■ Conjunto de tarefas ■
1/ Responda a estas perguntas sobre o texto acerca de Maria Adelaide Coelho da Cunha:
(a) Quem fundou o Diário de Notícias?
(b) Quantos anos mais novo do que ela era o ex-motorista da família?
(c) Em que publicação o jornalista Ricardo J. Rodrigues conta parte desta história?
2/ Escreva a continuação do texto sobre Maria Adelaide Coelho da Cunha a partir da última frase apresentada.

Só podia estar doida!
Maria Adelaide Coelho da Cunha era filha de Eduardo Coelho,
fundador do Diário de Notícias; era uma mulher viajada, rica e letrada e
tornara-se uma figura incontornável da alta sociedade do início do século XX,
depois de casar com Alfredo da Cunha, poeta e ensaísta, que herdara por dote a
administração e direcção do jornal.
O jornalista Ricardo J. Rodrigues conta, na Notícias
Magazine, parte desta história intemporal, passada há cem anos como podia
ter-se passado há cem dias.Uma herdeira rica, aborrecida da vida que
levava, decidiu fugir para bem longe de
casa, ao encontro do ex-motorista da família, 22 anos mais novo, por quem se
tinha apaixonado, e começar a viver a sério. Descoberto o seu paradeiro, foi
internada compulsivamente num manicómio porque, pelos padrões da época, só
podia estar louca.

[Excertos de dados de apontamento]

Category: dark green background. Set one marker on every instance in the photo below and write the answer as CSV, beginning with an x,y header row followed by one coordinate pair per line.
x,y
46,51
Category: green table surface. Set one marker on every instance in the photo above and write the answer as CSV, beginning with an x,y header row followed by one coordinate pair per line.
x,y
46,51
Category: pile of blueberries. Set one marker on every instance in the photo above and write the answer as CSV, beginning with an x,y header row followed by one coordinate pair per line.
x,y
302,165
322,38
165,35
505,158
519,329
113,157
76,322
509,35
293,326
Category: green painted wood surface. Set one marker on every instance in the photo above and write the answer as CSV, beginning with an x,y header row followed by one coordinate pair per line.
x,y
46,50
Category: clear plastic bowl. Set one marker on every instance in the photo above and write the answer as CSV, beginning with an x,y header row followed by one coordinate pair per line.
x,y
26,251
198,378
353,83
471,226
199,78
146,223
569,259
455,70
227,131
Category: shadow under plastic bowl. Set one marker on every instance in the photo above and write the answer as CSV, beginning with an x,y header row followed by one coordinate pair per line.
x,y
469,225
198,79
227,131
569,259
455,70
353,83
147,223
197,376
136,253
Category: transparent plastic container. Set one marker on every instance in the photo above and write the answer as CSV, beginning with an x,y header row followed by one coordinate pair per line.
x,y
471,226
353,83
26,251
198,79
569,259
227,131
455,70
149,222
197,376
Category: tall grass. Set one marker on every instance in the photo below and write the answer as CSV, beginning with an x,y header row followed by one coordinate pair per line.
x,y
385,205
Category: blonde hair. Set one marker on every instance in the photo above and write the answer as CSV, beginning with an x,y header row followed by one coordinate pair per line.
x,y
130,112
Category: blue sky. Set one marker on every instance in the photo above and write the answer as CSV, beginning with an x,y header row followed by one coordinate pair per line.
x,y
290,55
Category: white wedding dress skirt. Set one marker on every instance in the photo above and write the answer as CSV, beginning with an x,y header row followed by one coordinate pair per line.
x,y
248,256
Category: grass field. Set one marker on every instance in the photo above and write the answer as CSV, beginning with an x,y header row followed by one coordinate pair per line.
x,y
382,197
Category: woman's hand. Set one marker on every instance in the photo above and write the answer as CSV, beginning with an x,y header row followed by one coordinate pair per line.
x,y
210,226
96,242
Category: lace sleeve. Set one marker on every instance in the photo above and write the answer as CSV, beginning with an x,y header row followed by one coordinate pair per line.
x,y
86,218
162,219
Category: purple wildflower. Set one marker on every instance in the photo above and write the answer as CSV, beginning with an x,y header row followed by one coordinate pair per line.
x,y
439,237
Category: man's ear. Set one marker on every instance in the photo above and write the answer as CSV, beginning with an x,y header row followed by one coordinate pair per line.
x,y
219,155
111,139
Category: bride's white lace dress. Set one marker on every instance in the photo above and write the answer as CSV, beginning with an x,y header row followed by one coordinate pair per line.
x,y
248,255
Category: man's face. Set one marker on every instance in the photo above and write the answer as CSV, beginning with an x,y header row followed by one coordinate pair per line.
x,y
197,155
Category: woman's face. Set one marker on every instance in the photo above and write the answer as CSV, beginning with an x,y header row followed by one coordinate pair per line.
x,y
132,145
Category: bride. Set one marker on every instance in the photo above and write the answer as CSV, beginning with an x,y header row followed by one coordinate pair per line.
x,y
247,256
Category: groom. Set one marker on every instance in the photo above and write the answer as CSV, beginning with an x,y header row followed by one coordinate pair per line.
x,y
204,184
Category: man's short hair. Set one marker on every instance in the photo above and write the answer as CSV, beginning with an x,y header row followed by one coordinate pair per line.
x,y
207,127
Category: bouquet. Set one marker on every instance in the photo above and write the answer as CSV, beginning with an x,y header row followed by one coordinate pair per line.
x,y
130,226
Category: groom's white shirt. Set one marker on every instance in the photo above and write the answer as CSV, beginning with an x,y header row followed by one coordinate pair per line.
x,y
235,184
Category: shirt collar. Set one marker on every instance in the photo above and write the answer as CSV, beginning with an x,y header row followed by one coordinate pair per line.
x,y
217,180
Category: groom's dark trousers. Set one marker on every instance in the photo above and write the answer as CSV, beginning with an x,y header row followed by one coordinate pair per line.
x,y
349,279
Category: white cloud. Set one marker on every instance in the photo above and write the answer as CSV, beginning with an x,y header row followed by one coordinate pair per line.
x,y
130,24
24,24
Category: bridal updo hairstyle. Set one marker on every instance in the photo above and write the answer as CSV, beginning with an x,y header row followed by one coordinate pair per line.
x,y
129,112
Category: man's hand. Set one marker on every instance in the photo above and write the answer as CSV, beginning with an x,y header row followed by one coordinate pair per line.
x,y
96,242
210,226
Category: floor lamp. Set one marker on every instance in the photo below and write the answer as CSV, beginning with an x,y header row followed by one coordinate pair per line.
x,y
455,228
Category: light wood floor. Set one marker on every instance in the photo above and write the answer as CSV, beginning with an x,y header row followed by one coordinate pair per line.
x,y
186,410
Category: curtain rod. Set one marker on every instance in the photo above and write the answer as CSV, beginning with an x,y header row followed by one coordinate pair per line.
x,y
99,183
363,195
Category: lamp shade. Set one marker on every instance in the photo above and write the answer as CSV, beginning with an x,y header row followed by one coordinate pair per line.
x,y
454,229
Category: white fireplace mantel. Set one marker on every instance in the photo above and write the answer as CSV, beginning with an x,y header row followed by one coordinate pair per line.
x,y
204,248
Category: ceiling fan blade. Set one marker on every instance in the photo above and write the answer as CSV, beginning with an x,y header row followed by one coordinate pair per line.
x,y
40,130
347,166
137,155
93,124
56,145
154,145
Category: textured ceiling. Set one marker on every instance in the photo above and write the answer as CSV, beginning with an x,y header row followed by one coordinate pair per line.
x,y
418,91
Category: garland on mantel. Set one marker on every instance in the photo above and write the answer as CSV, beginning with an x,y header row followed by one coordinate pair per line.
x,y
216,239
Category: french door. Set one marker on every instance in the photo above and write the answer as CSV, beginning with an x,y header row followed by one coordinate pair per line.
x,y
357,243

■ Resultados por tarefa ■
1/
(a) Eduardo Coelho, pai de Maria Adelaide Coelho da Cunha.
(b) 22 anos.
(c) Na Notícias Magazine.

2/
Na desarrumação caótica em que se encontram os meus livros,
não consegui encontrar o que procurava, mas tenho ideia que Joaquim Paço
D´Arcos, num dos seus romances, tratou este tema, ou outro com os mesmos
ingredientes...
A jornalista e historiadora Manuela Gonzaga publicou uma
investigação detalhada sobre o livro “Doida Não e Não!”, que Maria Adelaide escreveu
para desmascarar a trama de que foi vítima,e
vai ser reeditado pela Bertrand. “Mesmo que tenha passado um século –
diz Manuela Gonzaga – o livro fala de violência doméstica e de machismo, de
corrupção e de bullying”.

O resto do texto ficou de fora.